## DATA EXTRACT
# # # # #

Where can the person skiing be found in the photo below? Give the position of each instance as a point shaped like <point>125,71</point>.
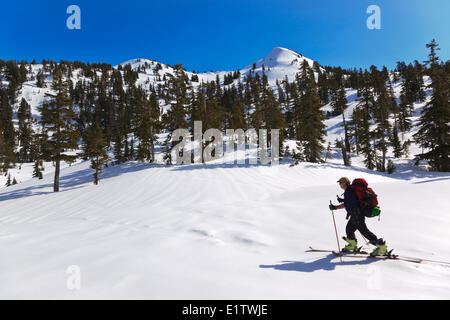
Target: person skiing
<point>357,221</point>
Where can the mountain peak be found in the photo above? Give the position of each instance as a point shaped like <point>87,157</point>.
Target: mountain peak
<point>280,55</point>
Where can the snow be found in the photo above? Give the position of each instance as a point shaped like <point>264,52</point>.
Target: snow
<point>219,231</point>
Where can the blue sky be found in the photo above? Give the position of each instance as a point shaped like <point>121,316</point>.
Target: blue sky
<point>224,35</point>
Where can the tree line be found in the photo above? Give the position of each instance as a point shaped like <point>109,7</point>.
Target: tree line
<point>109,109</point>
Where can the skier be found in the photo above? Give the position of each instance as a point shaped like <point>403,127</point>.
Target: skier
<point>357,221</point>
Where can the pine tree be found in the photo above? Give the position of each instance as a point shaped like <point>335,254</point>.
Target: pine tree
<point>146,127</point>
<point>25,132</point>
<point>309,117</point>
<point>58,121</point>
<point>8,180</point>
<point>362,118</point>
<point>176,117</point>
<point>339,104</point>
<point>434,124</point>
<point>395,143</point>
<point>7,134</point>
<point>95,148</point>
<point>328,155</point>
<point>37,173</point>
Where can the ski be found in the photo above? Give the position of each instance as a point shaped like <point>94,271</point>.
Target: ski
<point>311,249</point>
<point>364,254</point>
<point>368,256</point>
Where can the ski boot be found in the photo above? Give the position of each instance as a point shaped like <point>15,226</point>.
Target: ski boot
<point>381,249</point>
<point>351,246</point>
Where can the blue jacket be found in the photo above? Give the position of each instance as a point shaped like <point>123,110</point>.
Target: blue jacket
<point>350,199</point>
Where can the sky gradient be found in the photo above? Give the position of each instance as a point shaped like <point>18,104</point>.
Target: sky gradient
<point>217,35</point>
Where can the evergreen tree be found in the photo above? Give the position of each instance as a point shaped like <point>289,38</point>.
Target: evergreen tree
<point>309,117</point>
<point>8,180</point>
<point>7,134</point>
<point>434,124</point>
<point>362,116</point>
<point>25,132</point>
<point>95,148</point>
<point>58,122</point>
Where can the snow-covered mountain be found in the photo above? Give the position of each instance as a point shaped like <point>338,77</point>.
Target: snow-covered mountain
<point>218,230</point>
<point>278,64</point>
<point>150,231</point>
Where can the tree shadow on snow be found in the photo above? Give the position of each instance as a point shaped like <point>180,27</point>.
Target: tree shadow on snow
<point>316,265</point>
<point>70,181</point>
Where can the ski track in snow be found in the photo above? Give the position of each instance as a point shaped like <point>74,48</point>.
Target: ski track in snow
<point>216,231</point>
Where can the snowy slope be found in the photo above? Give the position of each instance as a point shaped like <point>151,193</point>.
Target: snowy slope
<point>217,231</point>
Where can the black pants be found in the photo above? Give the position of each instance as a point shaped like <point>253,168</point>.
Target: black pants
<point>357,222</point>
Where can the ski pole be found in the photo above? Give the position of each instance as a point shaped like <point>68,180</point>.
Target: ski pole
<point>337,238</point>
<point>367,242</point>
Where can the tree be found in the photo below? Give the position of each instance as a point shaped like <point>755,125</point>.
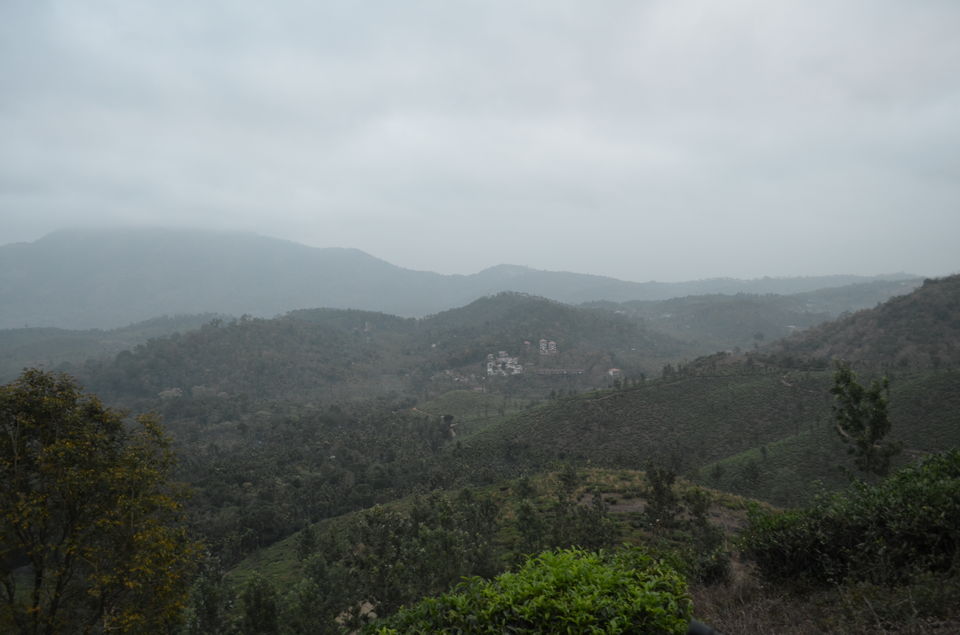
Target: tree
<point>91,537</point>
<point>861,418</point>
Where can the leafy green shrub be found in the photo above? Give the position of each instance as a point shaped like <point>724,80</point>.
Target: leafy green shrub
<point>564,591</point>
<point>884,533</point>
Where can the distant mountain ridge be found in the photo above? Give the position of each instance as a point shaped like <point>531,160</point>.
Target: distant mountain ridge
<point>917,330</point>
<point>111,278</point>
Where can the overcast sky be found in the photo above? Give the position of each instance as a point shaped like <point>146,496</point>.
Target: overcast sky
<point>661,140</point>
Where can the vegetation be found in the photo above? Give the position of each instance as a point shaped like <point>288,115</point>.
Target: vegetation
<point>862,420</point>
<point>885,533</point>
<point>569,591</point>
<point>347,464</point>
<point>91,530</point>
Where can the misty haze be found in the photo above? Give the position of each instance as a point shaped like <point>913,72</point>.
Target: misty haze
<point>479,317</point>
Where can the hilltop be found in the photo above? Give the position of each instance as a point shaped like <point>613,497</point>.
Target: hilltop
<point>110,278</point>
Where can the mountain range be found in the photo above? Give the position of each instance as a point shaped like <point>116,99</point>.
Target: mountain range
<point>84,279</point>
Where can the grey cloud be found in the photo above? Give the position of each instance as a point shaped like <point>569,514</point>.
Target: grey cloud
<point>644,140</point>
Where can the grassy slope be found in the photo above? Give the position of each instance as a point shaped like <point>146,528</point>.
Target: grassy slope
<point>684,423</point>
<point>621,488</point>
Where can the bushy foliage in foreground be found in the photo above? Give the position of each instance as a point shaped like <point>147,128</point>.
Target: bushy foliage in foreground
<point>884,533</point>
<point>564,591</point>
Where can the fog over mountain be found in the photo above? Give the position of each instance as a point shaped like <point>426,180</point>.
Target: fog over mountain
<point>652,140</point>
<point>105,279</point>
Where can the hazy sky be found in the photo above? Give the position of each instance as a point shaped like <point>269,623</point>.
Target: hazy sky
<point>640,139</point>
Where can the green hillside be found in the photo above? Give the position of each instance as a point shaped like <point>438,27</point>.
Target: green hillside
<point>918,330</point>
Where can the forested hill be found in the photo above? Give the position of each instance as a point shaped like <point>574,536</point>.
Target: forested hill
<point>745,320</point>
<point>107,279</point>
<point>336,355</point>
<point>918,330</point>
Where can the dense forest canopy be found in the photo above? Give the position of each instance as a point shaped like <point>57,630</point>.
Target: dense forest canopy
<point>345,463</point>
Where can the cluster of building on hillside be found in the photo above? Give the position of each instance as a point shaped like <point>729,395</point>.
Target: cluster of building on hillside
<point>503,364</point>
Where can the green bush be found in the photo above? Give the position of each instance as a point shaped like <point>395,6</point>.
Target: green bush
<point>564,591</point>
<point>884,533</point>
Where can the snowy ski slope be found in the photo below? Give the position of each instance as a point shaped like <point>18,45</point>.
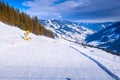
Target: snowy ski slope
<point>43,58</point>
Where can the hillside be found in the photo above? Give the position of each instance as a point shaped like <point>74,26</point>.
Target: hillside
<point>43,58</point>
<point>108,38</point>
<point>14,17</point>
<point>68,30</point>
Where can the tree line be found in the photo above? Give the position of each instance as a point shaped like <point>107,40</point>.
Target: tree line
<point>14,17</point>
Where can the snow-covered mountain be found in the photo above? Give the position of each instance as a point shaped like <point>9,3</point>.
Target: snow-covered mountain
<point>97,26</point>
<point>68,30</point>
<point>42,58</point>
<point>108,38</point>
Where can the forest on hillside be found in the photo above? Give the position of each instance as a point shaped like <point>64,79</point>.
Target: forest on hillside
<point>14,17</point>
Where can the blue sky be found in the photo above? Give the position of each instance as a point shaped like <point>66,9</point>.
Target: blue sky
<point>75,10</point>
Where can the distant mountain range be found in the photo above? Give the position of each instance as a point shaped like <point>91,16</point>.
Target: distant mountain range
<point>96,26</point>
<point>108,38</point>
<point>74,31</point>
<point>67,30</point>
<point>103,35</point>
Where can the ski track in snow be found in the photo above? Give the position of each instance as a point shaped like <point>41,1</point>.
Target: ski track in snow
<point>99,64</point>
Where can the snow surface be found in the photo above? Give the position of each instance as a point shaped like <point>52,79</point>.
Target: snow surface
<point>44,58</point>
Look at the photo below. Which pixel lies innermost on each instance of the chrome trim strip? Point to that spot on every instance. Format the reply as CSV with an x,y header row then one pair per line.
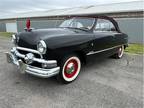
x,y
29,50
95,52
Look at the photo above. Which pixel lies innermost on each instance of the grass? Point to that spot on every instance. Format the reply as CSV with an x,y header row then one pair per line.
x,y
6,34
135,49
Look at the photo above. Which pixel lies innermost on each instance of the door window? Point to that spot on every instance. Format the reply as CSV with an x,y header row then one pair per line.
x,y
104,25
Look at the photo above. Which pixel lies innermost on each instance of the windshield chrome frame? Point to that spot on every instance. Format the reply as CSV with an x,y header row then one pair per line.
x,y
92,26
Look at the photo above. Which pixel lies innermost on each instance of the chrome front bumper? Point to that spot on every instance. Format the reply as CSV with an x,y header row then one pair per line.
x,y
14,55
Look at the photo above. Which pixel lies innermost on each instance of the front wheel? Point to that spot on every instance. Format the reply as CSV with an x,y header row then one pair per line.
x,y
70,69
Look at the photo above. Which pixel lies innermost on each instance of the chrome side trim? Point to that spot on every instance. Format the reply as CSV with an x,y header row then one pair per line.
x,y
29,50
95,52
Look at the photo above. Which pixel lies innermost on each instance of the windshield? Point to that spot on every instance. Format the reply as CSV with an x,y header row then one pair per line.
x,y
80,23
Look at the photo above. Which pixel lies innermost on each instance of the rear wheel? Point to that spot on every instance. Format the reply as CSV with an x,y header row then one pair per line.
x,y
70,68
119,53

# # # # #

## EXERCISE PROMPT
Only exact lines belong in the answer: those from the beginning of the entries above through the line holding "Where can the sky", with no pictures.

## ANSWER TO THIS TASK
Where can the person skiing be found in the photo below? Give the position of each instance as a point shaped like <point>125,71</point>.
Target: person skiing
<point>357,221</point>
Where can the mountain peak be found in the photo above? Give the position of each instance as a point shaped like <point>87,157</point>.
Target: mountain peak
<point>280,55</point>
Where can the snow be found in the photo above? Give the position of each instance as a point shaped like <point>264,52</point>.
Target: snow
<point>219,231</point>
Where can the blue sky be found in the photo above? Give the position of each instance as a point shaped like <point>121,316</point>.
Target: blue sky
<point>224,35</point>
Where can the tree line be found in the photo above? Give the position of each instance as a point shaped like <point>109,7</point>.
Target: tree line
<point>109,109</point>
Where can the skier be found in the photo above? Give the position of each instance as a point shaped like <point>403,127</point>.
Target: skier
<point>357,221</point>
Where can the pine tree be found in the photo above? Give the position of each instance as a point shaped like <point>335,254</point>.
Target: pine tree
<point>146,127</point>
<point>25,132</point>
<point>309,117</point>
<point>58,121</point>
<point>8,180</point>
<point>362,118</point>
<point>176,117</point>
<point>339,104</point>
<point>434,124</point>
<point>395,143</point>
<point>7,134</point>
<point>95,148</point>
<point>328,155</point>
<point>37,173</point>
Where can the ski be found in the photo above? Give the position of each instance as a point shaped like <point>94,271</point>.
Target: ski
<point>311,249</point>
<point>364,254</point>
<point>368,256</point>
Where can the ski boot be found in the photo above? Give the position of each instance as a point shaped like <point>15,226</point>.
Target: ski boot
<point>381,249</point>
<point>351,246</point>
Where can the blue jacket be found in the photo above? Give the position of each instance as a point shaped like <point>123,110</point>.
Target: blue jacket
<point>350,199</point>
Where can the sky gradient be found in the photo above? Give the position of each instance as a point shaped like <point>18,104</point>.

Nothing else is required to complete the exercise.